The tasks:
1. Reproduce the passage of the arbitration post from "There was clearly" up to and including "the other restrained.", word for word.
2. List every word or phrase in the arbitration post that is immediately followed by a colon.

Selected excerpt:
---

Falling up.

Sometimes, the client is the reason.

I attended an arbitration. And, to say it went south – well, it did.

There was clearly TOO much familiarity between and with the arbitrator and the opposing counsel; The bias was palpable in a way that I have only been witness to more than 20 plus years ago in my legal practice when I knew I entered a room where others were part of a club I didn’t know existed, let alone could have thought to belong to. From the conversations overheard, to the evidentiary exclusions on the one hand, and the willingness to consider evidence remote in time on the other, I was distraught half way through the process at the uneven application of the rules.   

I hope I hid it well.

Answers on cross exam could continue by opposing counsel’s client beyond the yes or no the question called for. My client had to confine their answers and could not expound. One narrative was told - the other restrained.

Life’s not fair. And, though we’d like to imagine the legal process is - newsflash: I do not originate the idea that anything but evenhandedness happens.  It did.

I had agreed to this arbitrator and this process; smack damn, that was in retrospect a poor choice.  

Trigger: that application of less than evenhandedness was leaning heavily in favor of one who had been incredibly abusive of my client, just as their counsel had, in that arbitration, been heavily abusive of me. I entered the arbitration to minimize the abusive behavior, not be witness to it sanctified.  Mind you: I am no lilting flower – I am unafraid of personal or professional attacks, but today, perhaps in the climate of the world, they hit different.  

My client certainly noticed at the lunchtime break.  

Climb, I thought to myself.

---

Stored records:
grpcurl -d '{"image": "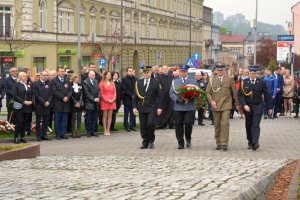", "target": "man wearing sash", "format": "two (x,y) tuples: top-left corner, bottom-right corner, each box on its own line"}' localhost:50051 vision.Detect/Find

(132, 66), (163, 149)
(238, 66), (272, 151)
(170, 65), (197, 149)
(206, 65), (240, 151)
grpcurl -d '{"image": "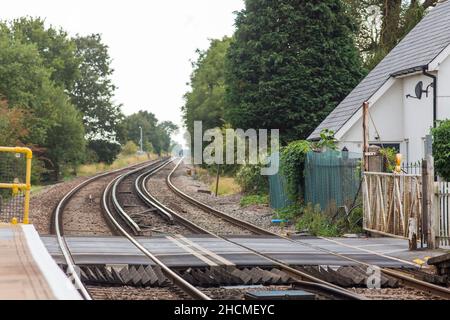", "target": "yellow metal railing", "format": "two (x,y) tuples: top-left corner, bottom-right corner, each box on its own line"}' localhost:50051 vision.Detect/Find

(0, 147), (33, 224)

---

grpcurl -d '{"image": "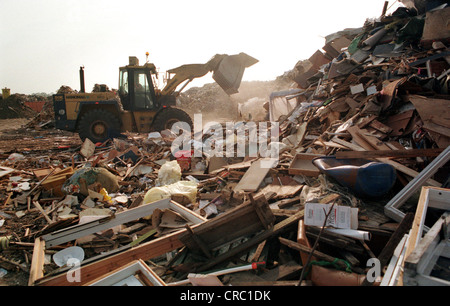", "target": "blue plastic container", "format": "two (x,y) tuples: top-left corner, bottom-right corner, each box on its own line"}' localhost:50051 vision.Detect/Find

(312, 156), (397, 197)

---

Solved problems:
1.
There was clearly TOO much familiarity between and with the arbitrator and the opposing counsel; The bias was palpable in a way that I have only been witness to more than 20 plus years ago in my legal practice when I knew I entered a room where others were part of a club I didn’t know existed, let alone could have thought to belong to. From the conversations overheard, to the evidentiary exclusions on the one hand, and the willingness to consider evidence remote in time on the other, I was distraught half way through the process at the uneven application of the rules.   

I hope I hid it well.

Answers on cross exam could continue by opposing counsel’s client beyond the yes or no the question called for. My client had to confine their answers and could not expound. One narrative was told - the other restrained.

2.
newsflash
Trigger
Mind you